***** Document section *****
Cancer patients are suffering serious health consequences because step therapy practices enforced by pharmacy benefit managers (PBMs) are preventing timely access to essential medicines, a Florida oncologist writes in a piece published in the Orlando Sentinel earlier this month.
Under step therapy, insurers and PBMs refuse to cover the initial drug that a doctor prescribes until the patient tries one or more less-expensive drugs to see if they achieve the desired result. Patients’ health suffers as they “fail” on alternatives while hoping to be approved for the drug their doctor prescribes. The Biotechnology Innovation Organization (BIO) opposes the process and urges PBM reform.
“They call it step therapy or therapeutic substitution. I call it practicing medicine without a license,” writes Martin F. Dietrich, MD.
“Instead of the FDA-approved, guideline-supported medicine I chose, they insist the patient ‘try and fail’ or demonstrate intolerance to a different drug, one that may carry greater risks,” he explains.
Forcing patients into step therapy is a financial decision by PBMs, “putting profits ahead of clinical evidence and the treatment plans chosen by a doctor and patient,” according to Deitrich.
“These policies have crossed a dangerous line. Each forced ‘step,’ where a suboptimal treatment is required first, gives cancer cells another chance to adapt and grow stronger,” Deitrich warns.
He describes one case involving mantle cell lymphoma (MCL), “a rare, aggressive blood cancer,” where an insurer insisted the patient take an older drug despite known side effects that were dangerous for the patient. The step therapies are common, according to Deitrich, who complains of being “overruled by insurers several times each week.”
The problem he writes is “a system that feels more like loan-sharking than health care,” driven purely by profit motives.
“PBMs, the middlemen controlling drug formularies and prices, skim hidden cuts of nearly every prescription filled in America,” says Deitrich. “They steer patients toward drugs that offer them the biggest rebate, not the best outcome.”
The chance for PBM reform
Congress has shown a bipartisan appetite for PBM reform, though legislation has yet to be passed. Deitrich urges passage of overall reform to put PBMs in check. He also promotes the Safe Step Act.
***** Information supplied *****
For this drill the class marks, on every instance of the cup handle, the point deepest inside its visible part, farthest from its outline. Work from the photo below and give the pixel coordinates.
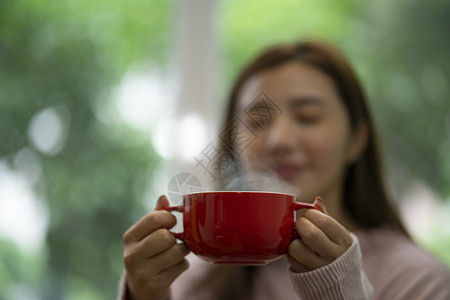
(301, 205)
(178, 235)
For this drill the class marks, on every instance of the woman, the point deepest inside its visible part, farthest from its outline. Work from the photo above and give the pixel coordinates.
(320, 139)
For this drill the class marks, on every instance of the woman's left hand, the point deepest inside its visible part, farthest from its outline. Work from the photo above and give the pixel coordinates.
(322, 240)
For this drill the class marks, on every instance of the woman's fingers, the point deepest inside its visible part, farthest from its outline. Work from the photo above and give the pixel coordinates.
(323, 239)
(158, 241)
(149, 223)
(305, 256)
(316, 240)
(330, 227)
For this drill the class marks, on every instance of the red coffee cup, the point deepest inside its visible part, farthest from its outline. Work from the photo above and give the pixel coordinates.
(252, 228)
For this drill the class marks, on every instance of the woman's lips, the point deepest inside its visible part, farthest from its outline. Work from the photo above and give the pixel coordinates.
(288, 170)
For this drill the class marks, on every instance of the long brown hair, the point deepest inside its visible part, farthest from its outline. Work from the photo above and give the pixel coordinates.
(365, 197)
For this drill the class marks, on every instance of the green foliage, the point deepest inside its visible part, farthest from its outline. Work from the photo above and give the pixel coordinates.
(68, 55)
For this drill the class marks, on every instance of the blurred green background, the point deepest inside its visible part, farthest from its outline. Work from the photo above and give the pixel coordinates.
(72, 165)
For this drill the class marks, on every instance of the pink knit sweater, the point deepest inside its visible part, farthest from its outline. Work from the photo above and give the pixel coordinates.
(380, 264)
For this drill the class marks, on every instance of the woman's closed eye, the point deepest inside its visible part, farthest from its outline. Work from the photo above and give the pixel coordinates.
(308, 116)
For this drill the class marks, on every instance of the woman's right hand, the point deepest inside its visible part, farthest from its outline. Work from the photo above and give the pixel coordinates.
(152, 258)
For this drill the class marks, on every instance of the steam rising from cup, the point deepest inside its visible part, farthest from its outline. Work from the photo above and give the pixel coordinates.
(234, 178)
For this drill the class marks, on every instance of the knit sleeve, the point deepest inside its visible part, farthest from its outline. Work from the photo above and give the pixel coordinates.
(344, 278)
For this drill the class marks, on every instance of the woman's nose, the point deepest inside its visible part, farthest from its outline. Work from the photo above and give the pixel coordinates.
(280, 136)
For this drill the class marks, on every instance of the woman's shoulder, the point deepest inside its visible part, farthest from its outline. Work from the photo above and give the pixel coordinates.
(395, 247)
(392, 260)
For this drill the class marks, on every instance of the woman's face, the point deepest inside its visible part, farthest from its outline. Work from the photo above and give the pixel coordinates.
(307, 140)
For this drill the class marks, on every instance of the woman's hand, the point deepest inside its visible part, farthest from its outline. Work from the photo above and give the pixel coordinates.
(322, 240)
(152, 257)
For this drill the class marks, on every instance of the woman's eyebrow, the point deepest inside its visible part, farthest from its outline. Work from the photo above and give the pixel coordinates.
(305, 100)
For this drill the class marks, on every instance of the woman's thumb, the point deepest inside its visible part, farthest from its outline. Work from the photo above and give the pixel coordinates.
(318, 202)
(162, 203)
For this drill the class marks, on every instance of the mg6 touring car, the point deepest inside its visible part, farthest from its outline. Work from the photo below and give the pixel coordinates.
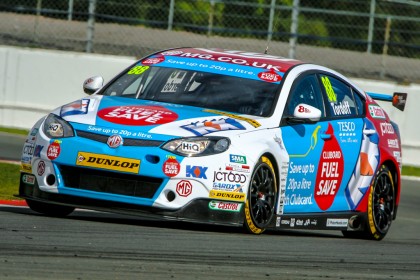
(221, 137)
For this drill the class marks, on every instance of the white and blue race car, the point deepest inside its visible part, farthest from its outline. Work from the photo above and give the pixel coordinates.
(223, 137)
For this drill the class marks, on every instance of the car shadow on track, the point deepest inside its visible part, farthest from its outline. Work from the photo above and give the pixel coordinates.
(106, 217)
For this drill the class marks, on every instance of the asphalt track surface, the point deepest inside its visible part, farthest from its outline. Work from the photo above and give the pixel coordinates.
(97, 245)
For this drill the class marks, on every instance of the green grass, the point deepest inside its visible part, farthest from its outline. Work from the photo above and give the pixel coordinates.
(9, 180)
(10, 174)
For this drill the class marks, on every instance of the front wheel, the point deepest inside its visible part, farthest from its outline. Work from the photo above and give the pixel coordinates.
(49, 209)
(261, 199)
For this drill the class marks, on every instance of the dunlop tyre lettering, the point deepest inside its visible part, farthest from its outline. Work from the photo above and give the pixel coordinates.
(261, 199)
(380, 208)
(381, 204)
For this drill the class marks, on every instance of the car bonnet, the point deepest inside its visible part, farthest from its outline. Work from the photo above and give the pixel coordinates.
(132, 117)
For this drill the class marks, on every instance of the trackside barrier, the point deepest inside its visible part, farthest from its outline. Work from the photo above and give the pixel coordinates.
(33, 82)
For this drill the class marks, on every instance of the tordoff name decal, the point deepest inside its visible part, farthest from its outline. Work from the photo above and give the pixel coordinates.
(108, 162)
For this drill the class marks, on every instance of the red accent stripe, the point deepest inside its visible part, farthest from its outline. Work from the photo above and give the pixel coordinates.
(13, 202)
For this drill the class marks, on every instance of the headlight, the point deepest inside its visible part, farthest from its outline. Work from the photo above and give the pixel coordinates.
(197, 146)
(56, 127)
*****
▶ [Work instructions]
1. In the step therapy article, how often does the oncologist say insurers overrule him?
2. Please continue the step therapy article after its final sentence.

▶ [Responses to the tasks]
1. Several times each week.

2.
The Safe Step Act was re-introduced in the House Sept. 19 with co-sponsorship from Reps. Lucy McBath (D-GA), Rick W. Allen (R-GA), Mariannette Miller-Meeks (R-IA), Raul Ruiz, M.D. (D-CA), and Bob Onder (R-MO-03). It would allow exceptions for step therapy, requiring coverage of the initial drug a doctor prescribes in specific cases, including when the alternative treatment is expected to: cause harm by delaying care; cause an adverse reaction; prevent a patient from performing daily activities.
BIO advocates further PBM reform.
“PBM ‘middlemen’ abuse across the health care system has driven patients toward higher-cost drugs, inflating the price of medicines that should be affordable, and siphoning off billions through hidden fees. Strong PBM reform can begin to break the link between PBM fees and drug prices,” according to BIO.
In a Bio.News piece regarding step therapy, BIO writes: “Those battling illness should never be railroaded into inefficient treatments or delays in receiving the care they need. Such considerations are a natural extension of other PBM reform efforts and should be considered in any broad PBM legislation.”
Deitrich, a medical oncologist at Cancer Care Centers of Brevard and an assistant professor of internal medicine at UCF College of Medicine, has been battling cancer for his whole career. But the battle recently became more personal, he explains, with his mother facing lung cancer and his father melanoma.
“Cancer already demands every ounce of expertise, courage, patience and hope a person has. No one should have to fight their insurer, too,” he writes. “Behind every denial or delay is a family waiting, worrying, losing precious time. Florida families deserve a system that trusts the doctors dedicated to saving lives. Let doctors treat. Let patients heal.”